→ EXCERPT
What Every Woman Should Know About Nurse Practitioners

Photographed by Tayler Smith.
Over the past few years, the U.S. has seen a dramatic increase in demand for doctors that the profession just can't keep up with. Although this primary care "crisis" hasn't really turned out to be as terrifying as it first seemed, it has brought new attention to all the options we have in choosing where to get our care — including nurse practitioners.

"They’re in all settings where healthcare is delivered," explains Stephen Ferrara, RN, DNP, RNC-BC, executive director of the Nurse Practitioner Association of New York State and assistant professor at the Columbia University School of Nursing. "So it’s likely that people have come across nurse practitioners without realizing it."

We talked to Dr. Ferrara about how nurse practitioners (NPs) are different from MDs, and what you need to know about seeing an NP for your primary care — yep, you don't necessarily need to see an MD.
What are nurse practitioners?
"A nurse practitioner is an advanced-practice nurse, so an RN with advanced education. They’re licensed and authorized in all states to diagnose, treat, and prescribe. Nurse practitioners deliver primary and specialty care, which encompasses all populations across the lifespan."

What kinds of specialties do NPs practice?

→ RECORDS PROVIDED
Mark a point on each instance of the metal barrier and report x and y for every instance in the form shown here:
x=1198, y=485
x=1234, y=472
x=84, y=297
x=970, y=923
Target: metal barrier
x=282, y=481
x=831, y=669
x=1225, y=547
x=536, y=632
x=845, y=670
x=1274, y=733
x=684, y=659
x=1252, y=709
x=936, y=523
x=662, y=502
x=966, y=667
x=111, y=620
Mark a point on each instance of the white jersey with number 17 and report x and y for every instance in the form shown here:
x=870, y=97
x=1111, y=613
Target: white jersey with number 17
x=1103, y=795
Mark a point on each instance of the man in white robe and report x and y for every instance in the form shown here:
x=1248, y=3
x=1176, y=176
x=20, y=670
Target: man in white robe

→ PROBLEM 1
According to the article on nurse practitioners, where does Stephen Ferrara work as an assistant professor?
→ PROBLEM 2
Decide whether each statement agrees with the article on nurse practitioners, answering yes or no and quoting the words that decide it: (a) Nurse practitioners are authorized in all states to prescribe. (b) The primary care "crisis" proved more terrifying than it first seemed. (c) Nurse practitioners deliver only specialty care.
→ PROBLEM 3
From the article on nurse practitioners, extract the stretch from "We talked to" through "to see an MD.".
The data that precedes this comes from a separate source, not from the article on nurse practitioners.

→ RESULT 1
Columbia University School of Nursing.

→ RESULT 2
(a) Yes: "They’re licensed and authorized in all states to diagnose, treat, and prescribe."
(b) No: "this primary care "crisis" hasn't really turned out to be as terrifying as it first seemed"
(c) No: "Nurse practitioners deliver primary and specialty care"

→ RESULT 3
We talked to Dr. Ferrara about how nurse practitioners (NPs) are different from MDs, and what you need to know about seeing an NP for your primary care — yep, you don't necessarily need to see an MD.